→ **WORK ITEM**
Your answer should consist only of the lines below from the one with "Textual description: crowd of fans" through the one with "Textual description: tree trunk", copied exactly.

= = = = = = =

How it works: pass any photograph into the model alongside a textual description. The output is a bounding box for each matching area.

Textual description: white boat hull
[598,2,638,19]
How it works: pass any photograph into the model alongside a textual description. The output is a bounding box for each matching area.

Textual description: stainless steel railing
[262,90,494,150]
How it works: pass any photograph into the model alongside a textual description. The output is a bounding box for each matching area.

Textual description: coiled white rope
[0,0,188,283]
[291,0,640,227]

= = = = = = =

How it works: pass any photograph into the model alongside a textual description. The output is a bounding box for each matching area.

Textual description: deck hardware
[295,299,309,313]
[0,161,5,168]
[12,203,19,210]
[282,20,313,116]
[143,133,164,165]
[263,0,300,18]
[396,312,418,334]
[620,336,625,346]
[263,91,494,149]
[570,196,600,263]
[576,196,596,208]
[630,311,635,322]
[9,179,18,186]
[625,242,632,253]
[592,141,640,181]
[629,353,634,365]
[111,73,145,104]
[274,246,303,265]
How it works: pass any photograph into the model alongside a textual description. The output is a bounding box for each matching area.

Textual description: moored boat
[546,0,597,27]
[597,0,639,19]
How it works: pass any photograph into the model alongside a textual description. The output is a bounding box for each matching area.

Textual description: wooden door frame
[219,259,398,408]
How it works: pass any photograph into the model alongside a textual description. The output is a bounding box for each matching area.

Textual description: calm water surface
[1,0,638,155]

= = = = = = =

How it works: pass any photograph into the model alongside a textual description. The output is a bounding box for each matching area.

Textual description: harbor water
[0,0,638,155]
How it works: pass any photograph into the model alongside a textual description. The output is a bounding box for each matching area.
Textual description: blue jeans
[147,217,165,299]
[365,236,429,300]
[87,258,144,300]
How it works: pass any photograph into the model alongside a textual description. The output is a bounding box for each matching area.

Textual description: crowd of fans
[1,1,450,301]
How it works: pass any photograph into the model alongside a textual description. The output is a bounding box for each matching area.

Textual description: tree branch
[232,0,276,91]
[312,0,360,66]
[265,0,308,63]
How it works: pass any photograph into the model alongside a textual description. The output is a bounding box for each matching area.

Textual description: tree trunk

= = = = = = =

→ **SOLUTION FOR THIS TASK**
Textual description: crowd of fans
[1,1,450,301]
How it works: pass any photograph into the model alongside a textual description. The output is a bounding box for each matching area.

Textual description: tree branch
[232,0,276,91]
[312,0,360,66]
[265,0,308,63]
How it works: pass any photograph into the model alongside a textual description. The output is a bounding box for each matching area.

Textual description: tree trunk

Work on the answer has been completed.